__Task brief__:
Any picture in the data below gets skipped; print all the rest exactly.

__Provided data__:
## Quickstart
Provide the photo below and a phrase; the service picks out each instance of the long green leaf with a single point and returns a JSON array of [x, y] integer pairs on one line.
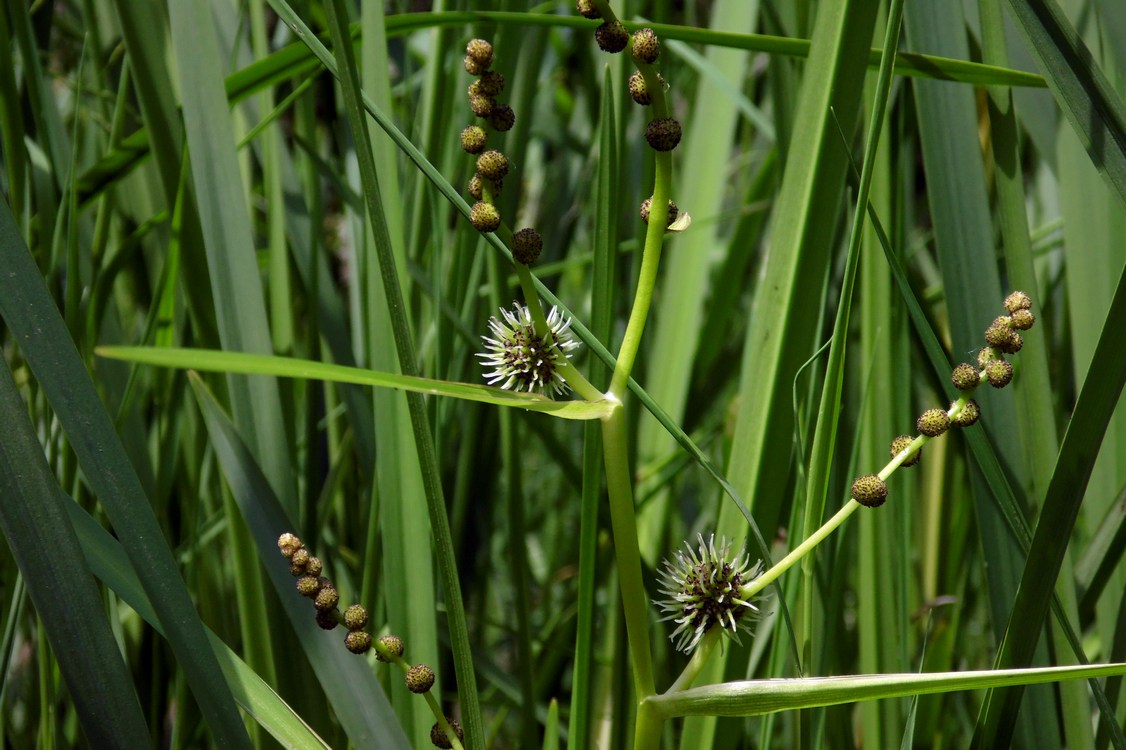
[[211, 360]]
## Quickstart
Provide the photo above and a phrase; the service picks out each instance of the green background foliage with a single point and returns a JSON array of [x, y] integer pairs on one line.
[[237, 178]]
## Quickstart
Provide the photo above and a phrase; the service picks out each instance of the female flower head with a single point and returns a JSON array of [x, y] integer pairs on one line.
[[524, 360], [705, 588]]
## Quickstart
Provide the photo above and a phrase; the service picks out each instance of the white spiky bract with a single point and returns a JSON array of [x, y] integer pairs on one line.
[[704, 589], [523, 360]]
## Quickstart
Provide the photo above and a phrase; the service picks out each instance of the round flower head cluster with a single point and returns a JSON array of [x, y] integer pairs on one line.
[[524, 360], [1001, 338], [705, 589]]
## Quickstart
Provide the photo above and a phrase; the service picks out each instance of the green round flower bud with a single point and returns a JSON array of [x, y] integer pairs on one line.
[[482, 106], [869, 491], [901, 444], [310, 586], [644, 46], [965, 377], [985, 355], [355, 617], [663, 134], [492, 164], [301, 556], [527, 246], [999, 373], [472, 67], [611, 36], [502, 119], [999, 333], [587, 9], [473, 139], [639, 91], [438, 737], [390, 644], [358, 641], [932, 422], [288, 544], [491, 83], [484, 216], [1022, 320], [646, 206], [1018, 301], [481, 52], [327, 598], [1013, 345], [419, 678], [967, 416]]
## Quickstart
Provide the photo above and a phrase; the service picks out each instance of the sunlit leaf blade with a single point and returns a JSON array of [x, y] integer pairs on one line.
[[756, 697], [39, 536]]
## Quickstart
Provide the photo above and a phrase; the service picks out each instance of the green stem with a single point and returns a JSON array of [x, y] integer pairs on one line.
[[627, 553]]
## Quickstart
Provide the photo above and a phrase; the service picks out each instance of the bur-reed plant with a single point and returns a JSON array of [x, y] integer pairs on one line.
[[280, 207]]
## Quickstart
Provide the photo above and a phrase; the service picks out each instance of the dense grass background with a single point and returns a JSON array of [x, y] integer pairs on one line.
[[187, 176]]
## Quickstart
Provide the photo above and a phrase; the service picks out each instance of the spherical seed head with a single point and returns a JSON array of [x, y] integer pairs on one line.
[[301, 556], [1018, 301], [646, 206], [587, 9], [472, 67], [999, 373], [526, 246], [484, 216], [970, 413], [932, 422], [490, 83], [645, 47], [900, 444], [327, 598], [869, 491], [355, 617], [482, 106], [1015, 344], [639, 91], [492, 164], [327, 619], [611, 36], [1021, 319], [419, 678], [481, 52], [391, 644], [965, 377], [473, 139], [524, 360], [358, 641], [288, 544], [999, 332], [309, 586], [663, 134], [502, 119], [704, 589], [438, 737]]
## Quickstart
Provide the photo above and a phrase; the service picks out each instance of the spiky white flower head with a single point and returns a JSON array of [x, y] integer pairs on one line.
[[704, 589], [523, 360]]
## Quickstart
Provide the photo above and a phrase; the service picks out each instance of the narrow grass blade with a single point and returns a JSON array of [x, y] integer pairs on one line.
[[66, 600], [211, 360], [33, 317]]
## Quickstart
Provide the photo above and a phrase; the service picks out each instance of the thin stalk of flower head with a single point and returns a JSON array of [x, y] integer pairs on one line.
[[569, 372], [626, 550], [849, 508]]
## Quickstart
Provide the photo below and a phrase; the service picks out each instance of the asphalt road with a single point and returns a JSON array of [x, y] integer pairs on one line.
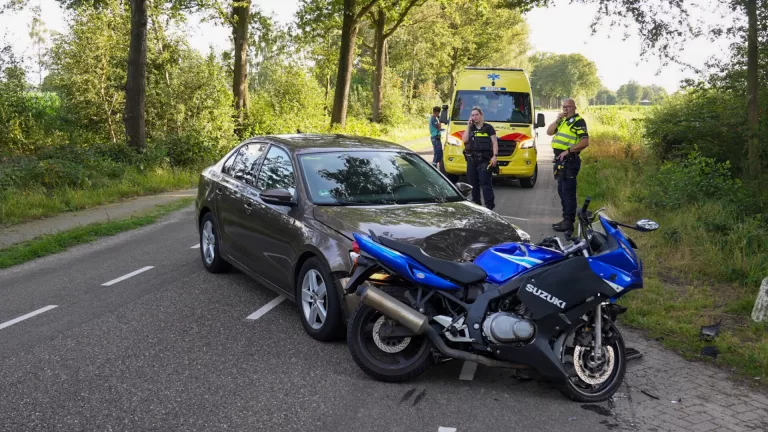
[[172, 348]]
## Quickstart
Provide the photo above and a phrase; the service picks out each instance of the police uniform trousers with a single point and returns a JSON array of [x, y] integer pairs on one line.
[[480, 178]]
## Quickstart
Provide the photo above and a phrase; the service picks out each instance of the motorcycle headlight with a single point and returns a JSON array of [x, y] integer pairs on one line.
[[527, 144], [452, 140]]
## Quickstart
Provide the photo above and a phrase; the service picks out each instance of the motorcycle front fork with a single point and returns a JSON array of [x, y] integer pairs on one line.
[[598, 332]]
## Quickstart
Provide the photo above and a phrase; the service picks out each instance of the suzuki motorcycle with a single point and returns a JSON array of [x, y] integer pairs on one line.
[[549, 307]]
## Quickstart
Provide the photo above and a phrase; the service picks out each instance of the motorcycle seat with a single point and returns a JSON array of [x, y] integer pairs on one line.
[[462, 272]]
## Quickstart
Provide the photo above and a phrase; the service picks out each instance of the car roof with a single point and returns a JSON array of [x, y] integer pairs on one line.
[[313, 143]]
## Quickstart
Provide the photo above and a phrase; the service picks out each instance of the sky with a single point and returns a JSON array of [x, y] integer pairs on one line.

__Finished exercise__:
## Quickstart
Provide the photo below and a phrase; the service picks out each instance of the long green leaf with a single point and returns a JSON array of [x, y] integer pairs on one line.
[[211, 360]]
## Quickstart
Provide the photo above and a phrase; the service picks out each instance of the green background foliage with a single point and returns a JSON array of [x, y] integer pairs on one line.
[[237, 178]]
## Quickstart
Provide the photo above and a phrase; the service picks out each instance of the female flower head with a single point and returns a JSON array of [x, y] integer pairs on one line.
[[524, 360], [705, 588]]
## Quickstart
Provide the photo above and a phrase; the service picks out each instance of the white spiky bract with a single point and returns a JSON array of [x, y] integer pairs on one line.
[[704, 589], [523, 360]]
## Quickstart
Provide the photo above and a phrase; the service picks out each instance of the round flower head cluster with a single point and returns a JSON array of [x, y] integer pairs on one line.
[[524, 360], [1001, 338], [705, 589]]
## Quickstart
Provide the photo above and a phrase; the service picks out each instance of the green round flower bud with a single point and returns a JSON array of [x, y] integer pairs on one line.
[[482, 106], [869, 491], [901, 444], [310, 586], [644, 46], [965, 377], [985, 355], [355, 617], [663, 134], [492, 164], [301, 556], [527, 246], [999, 373], [472, 67], [611, 36], [502, 119], [999, 333], [587, 9], [473, 139], [639, 91], [438, 737], [390, 644], [358, 641], [932, 422], [288, 544], [491, 83], [484, 216], [1022, 320], [646, 206], [1018, 301], [481, 52], [327, 598], [1013, 345], [419, 678], [967, 416]]
## Quickstart
Provide the photo above and a phrase; the service picks out each instance of the sunlit leaf blade with a single point and returns a JSON array of [x, y] integer pairs on one line.
[[756, 697], [39, 536]]
## Quickstart
Provide the photo above and a phrase; the service picks out each instance of the green stem with a single point and returns a JSON array of [x, y] integer pairs on one line.
[[627, 553]]
## Quickstart
Provide the photo above and a phrase; the service picks out each instance of the bur-reed plant with a single point and returns a JSON array of [x, y] integer pairs on one line.
[[280, 207]]
## Quickstart
Provide the photo above and a phrase; the service picks out each instance of the dense grass background with a single point and returns a JSON array of [x, y] integer pairs on one line.
[[187, 176]]
## Quickstart
Provide the photo above and a phrase; the service picks out each instance of the spherical seed head with a single point and returns a JSON array of [x, y] integer pairs on one line.
[[301, 556], [1018, 301], [646, 206], [587, 9], [472, 67], [999, 373], [526, 246], [484, 216], [970, 413], [932, 422], [490, 83], [645, 47], [900, 444], [327, 598], [869, 491], [355, 617], [482, 106], [1015, 344], [639, 91], [492, 164], [327, 619], [611, 36], [1021, 319], [419, 678], [481, 52], [391, 644], [965, 377], [473, 139], [524, 360], [358, 641], [288, 544], [999, 332], [309, 586], [663, 134], [502, 119], [704, 589], [438, 737]]
## Quickstart
Provide the photo above and a phrase; the service picks out each instance of the spiky white flower head with a single point and returns a JSON array of [x, y] integer pairs on one line.
[[704, 589], [523, 360]]
## Quickstart
Provide the photo above and a phrase; the service picks out each instance of the narrow grass blade with a single point and returns a JSON array of [x, y] integer pairs on one line.
[[66, 600], [211, 360], [33, 317]]
## Quickstart
Provide the photo above and a phrase; the service picks out each instance of the thin stalk of flower head with a single point and returns a JSON array of [x, y] integer pairs on one line.
[[569, 372], [626, 550], [849, 508]]
## Quickstart
Provide the photo below and a phrase; the service picks out each instance of the asphalt road with a single point and returns a JSON array of [x, y] integer pairs on one line.
[[172, 348]]
## Quickstart
Provide the photo above and a phrase; the service picks out each instance of the police uniform trousers with a single point and returns a JSON array of [x, y] integer pairs on one line.
[[480, 178]]
## Quickstart
Provide the photo above and a phrase; the service picks out each instance of the motorcycle headlight with a single point and returns a JSON array of [x, y] integer pairs on one line.
[[527, 144], [452, 140]]
## Quickstart
Provide the photo above and a phrase; the service picks out each instance of the motorcycle front fork with a single point and returns a JSON array of [x, y] integer pairs on one line.
[[598, 332]]
## Quickstart
Provide the photo above and a phrase; the service picks out each instance of the suzuki motorcycle with a single point and returns a JSON array of [x, y] integer pairs on one line.
[[549, 307]]
## Quickstart
Provide the photo above and a phrase; the service picks out each instance of the motorcycle seat with a single point and returns a JSON array of [x, y] integer pairs on one line.
[[462, 272]]
## Quickstart
Provide the photo above and a phrase; the service picks out each instance of the car roof with a single point and returns a JSON array of [x, y] integer pairs on one line.
[[313, 143]]
## Quickstart
Provide the photo above and a phrase; the service picks out each instance of the sky with a single point and returns a JSON array of [x, y] integer pairs on one line.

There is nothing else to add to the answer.